§ Instructions for the task:
Set down the entries exactly. No line may differ from its source.

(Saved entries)
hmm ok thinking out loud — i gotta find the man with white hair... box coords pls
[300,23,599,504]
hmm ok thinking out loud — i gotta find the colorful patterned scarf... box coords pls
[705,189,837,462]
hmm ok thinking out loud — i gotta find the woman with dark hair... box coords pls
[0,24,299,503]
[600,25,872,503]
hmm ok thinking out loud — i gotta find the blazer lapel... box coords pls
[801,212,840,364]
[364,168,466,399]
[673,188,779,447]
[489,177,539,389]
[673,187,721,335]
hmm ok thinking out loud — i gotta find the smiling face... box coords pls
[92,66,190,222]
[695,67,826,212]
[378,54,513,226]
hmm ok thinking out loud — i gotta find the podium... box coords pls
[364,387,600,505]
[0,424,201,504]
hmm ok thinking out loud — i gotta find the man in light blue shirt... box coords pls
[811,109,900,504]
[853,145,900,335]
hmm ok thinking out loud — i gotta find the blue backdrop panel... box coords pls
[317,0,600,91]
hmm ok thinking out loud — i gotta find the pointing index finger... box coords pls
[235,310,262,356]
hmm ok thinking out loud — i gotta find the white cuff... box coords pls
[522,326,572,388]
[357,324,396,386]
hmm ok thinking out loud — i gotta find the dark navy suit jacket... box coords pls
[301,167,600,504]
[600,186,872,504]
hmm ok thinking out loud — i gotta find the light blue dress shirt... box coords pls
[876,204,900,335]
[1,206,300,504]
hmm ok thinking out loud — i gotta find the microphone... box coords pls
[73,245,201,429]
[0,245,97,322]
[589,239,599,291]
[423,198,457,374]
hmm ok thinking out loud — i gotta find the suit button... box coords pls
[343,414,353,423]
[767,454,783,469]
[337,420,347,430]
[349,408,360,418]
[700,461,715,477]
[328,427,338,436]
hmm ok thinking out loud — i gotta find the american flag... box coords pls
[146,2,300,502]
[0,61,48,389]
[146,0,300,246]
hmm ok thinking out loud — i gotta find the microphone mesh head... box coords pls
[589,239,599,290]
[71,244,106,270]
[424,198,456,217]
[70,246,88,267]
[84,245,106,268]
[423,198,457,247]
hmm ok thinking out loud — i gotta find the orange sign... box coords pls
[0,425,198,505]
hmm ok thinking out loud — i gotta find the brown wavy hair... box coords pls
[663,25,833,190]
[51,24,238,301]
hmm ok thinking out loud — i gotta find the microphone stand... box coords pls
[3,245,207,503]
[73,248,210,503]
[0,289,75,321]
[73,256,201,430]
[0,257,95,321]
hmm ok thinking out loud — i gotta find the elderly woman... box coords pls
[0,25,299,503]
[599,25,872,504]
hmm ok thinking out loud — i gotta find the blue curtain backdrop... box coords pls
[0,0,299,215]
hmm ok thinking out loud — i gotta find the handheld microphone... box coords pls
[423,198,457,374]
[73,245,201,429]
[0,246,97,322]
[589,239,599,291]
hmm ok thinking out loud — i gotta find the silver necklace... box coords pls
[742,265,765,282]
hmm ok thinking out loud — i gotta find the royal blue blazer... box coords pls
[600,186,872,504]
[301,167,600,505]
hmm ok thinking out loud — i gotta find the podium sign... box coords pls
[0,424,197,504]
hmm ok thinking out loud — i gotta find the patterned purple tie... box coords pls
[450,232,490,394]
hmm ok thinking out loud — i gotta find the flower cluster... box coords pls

§ Solution for this exercise:
hmm ok thinking out loud — i gotta find the man with white hair... box coords pls
[300,23,599,504]
hmm ok thinking out loud — i gotta find the colorful patterned scarf... box coords pls
[705,189,837,462]
hmm ok thinking out loud — i gotta find the woman with dark hair... box coords pls
[0,24,299,503]
[600,25,872,503]
hmm ok thinking out loud — i gotta find the blazer lapel... box coords pls
[801,212,840,364]
[364,168,466,399]
[673,188,779,447]
[489,177,539,389]
[673,187,721,335]
hmm ok thinking out loud — i gotta find the smiling face... box coords pls
[92,66,190,222]
[695,67,826,212]
[378,54,513,226]
hmm ok thinking out loud — i gotta find the podium... box coords pls
[364,387,600,505]
[0,424,201,504]
hmm ok thinking out loud — i gotta find the man in light blue shirt... box coords pls
[811,109,900,504]
[853,145,900,335]
hmm ok thinking out loud — i gotta find the blue backdrop panel... box coords pls
[317,0,600,91]
hmm ok thinking out loud — i gotta find the pointing index finger... box coords pls
[235,310,262,356]
hmm ok thinking out loud — i gotta find the white cuff... box coords pls
[522,326,572,388]
[357,324,396,386]
hmm ok thinking out loud — i gotta find the dark navy suit jacket... box coords pls
[301,167,600,504]
[600,186,872,504]
hmm ok thinking out loud — i gotta find the light blue dress shirt... box coords pls
[876,204,900,335]
[1,206,300,504]
hmm ok thinking out loud — i gotta find the microphone... box coords pls
[73,245,201,429]
[0,245,97,322]
[589,239,599,291]
[423,198,457,374]
hmm ok thinking out loud — i gotta find the suit button... box coords pls
[343,414,353,423]
[767,454,783,469]
[337,420,347,430]
[349,408,360,418]
[700,461,715,477]
[328,427,338,436]
hmm ok thinking out loud — i gotta find the american flag... box coords pls
[146,2,300,502]
[0,61,48,389]
[146,0,300,246]
hmm ok thinking out loud — i gotta find the microphone mesh head... box coords pls
[589,239,599,290]
[71,244,106,270]
[424,198,456,217]
[70,246,88,267]
[84,245,106,268]
[423,198,457,247]
hmm ok thinking out loud — i gotta find the orange sign... box coords pls
[0,425,198,505]
hmm ok thinking out loud — i gotta find the brown wavy hair... box coords pls
[663,25,833,190]
[51,24,238,301]
hmm ok thinking out loud — i gotta find the microphone stand... box coords pls
[3,245,207,503]
[73,248,210,503]
[0,289,75,321]
[73,256,201,430]
[0,257,95,321]
hmm ok thinking out loud — i gotta find the elderly woman... box coords pls
[0,25,299,503]
[599,25,872,504]
hmm ok thinking out loud — i gotta find the blue curtain backdrop... box coords pls
[0,0,299,215]
hmm ok thinking out loud — i gotta find the handheld microphone... box coords pls
[423,198,457,374]
[73,245,201,429]
[0,246,97,322]
[589,239,599,291]
hmm ok thinking out loud — i gotta find the silver necklace... box coords pls
[742,265,765,282]
hmm ok thinking out loud — i gotta find the royal blue blazer... box coords pls
[600,186,872,504]
[301,167,600,505]
hmm ok thinking out loud — i gotta find the podium sign... box coords pls
[0,424,197,504]
hmm ok thinking out loud — i gotta find the patterned purple tie... box coords pls
[450,232,490,394]
hmm ok thinking out loud — i gotta find the flower cluster... box coords pls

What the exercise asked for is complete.